## PROVIDED PASSAGE
* begin *

In that case only remark left is that; my vision may be clouded by my personal workfow but; but I don’t see one switching between Workflows that often to warrant permanently visible tabs on top. Current content/UI screenspace ratio is already crowded so I hope they can be hidden.
Anyway kudos for all the effort, really looking forward to see how this goes :)
About time on the default top bar. One of the most annoying parts of Blender is the overkill modularized UI/UX. `Global’: what a concept.
Looks delicious !
1/ if I understand correctly widget buttons toggle the widget display which is then used to perform the action and tweak it, replacing/complementing the “last operator” panel ? That sounds really good, also seems to solve the longstanding problem of having this panel only in 3DView (provided widgets are available in all editors).
2/ collections effectively replace groups as a sort of more flexible tagging system ? (much-requested nested groups)
3/ concerning particles, I think it’s a good move that they get their own object type. Many systems are tied to objects right now and it seems to make things complicated to manage technically, not to mention ambiguous from a user pov…
However looking to the future and especially towards the infamous object nodes, I wonder how it is all going to work together – when picturing a future ideal workflow where particle sims could be meshed (absolutely random example) which object type would hold the meshed output ? The particle object would feed its meshing result into a classic mesh object, overriding original mesh data ? Just trying to think ahead.

* end *

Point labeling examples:
* begin *

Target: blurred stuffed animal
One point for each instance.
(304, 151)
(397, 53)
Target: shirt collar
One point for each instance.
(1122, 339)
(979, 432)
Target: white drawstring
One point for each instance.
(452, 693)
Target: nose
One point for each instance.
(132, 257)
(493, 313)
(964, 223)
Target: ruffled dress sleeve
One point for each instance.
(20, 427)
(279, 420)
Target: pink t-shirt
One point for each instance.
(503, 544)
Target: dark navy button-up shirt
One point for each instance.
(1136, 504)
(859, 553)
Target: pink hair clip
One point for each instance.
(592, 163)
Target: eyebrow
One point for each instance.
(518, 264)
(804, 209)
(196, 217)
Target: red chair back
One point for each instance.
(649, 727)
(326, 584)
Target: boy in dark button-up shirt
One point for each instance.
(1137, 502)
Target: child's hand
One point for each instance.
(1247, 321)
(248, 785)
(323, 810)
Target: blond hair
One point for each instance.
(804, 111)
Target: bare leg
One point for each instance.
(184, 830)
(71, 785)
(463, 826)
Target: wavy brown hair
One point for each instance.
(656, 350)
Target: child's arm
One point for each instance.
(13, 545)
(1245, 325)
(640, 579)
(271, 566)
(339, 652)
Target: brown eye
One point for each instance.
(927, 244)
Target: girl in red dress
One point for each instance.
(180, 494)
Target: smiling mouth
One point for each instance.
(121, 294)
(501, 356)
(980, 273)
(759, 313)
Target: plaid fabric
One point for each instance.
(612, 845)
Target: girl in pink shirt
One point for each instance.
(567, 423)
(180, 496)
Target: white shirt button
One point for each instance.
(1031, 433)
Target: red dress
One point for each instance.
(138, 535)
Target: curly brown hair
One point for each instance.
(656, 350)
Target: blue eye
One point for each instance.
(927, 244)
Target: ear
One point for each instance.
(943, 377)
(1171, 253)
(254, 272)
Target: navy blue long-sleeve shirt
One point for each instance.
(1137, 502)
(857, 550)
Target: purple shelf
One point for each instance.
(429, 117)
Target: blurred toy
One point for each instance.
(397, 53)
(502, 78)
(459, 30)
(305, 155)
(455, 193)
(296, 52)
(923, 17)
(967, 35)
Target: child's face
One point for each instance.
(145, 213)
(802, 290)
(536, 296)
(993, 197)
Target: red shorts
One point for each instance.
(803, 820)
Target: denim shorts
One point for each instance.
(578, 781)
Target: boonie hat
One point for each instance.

* end *

## SET EXERCISE 1
Translate this sentence from the Blender comments into Spanish: "One of the most annoying parts of Blender is the overkill modularized UI/UX."
## SET EXERCISE 2
Reproduce the Blender comments word for word from "Anyway kudos for" up to and including "Looks delicious !".
## SET EXERCISE 3
Using the Blender comments, decide whether each statement agrees with them, and quote the words that settle it: (a) The writer expects users to switch between Workflows often enough to justify permanently visible tabs on top. (b) The writer approves of particles getting their own object type. (c) The writer calls it a longstanding problem that the panel is available only in 3DView.
The items are material separate from the Blender comments.

## WRITTEN SOLUTION 1
Una de las partes más molestas de Blender es la UI/UX modularizada en exceso.

## WRITTEN SOLUTION 2
Anyway kudos for all the effort, really looking forward to see how this goes :)
About time on the default top bar. One of the most annoying parts of Blender is the overkill modularized UI/UX. `Global’: what a concept.
Looks delicious !

## WRITTEN SOLUTION 3
(a) No: "I don’t see one switching between Workflows that often to warrant permanently visible tabs on top."
(b) Yes: "I think it’s a good move that they get their own object type."
(c) Yes: "the longstanding problem of having this panel only in 3DView"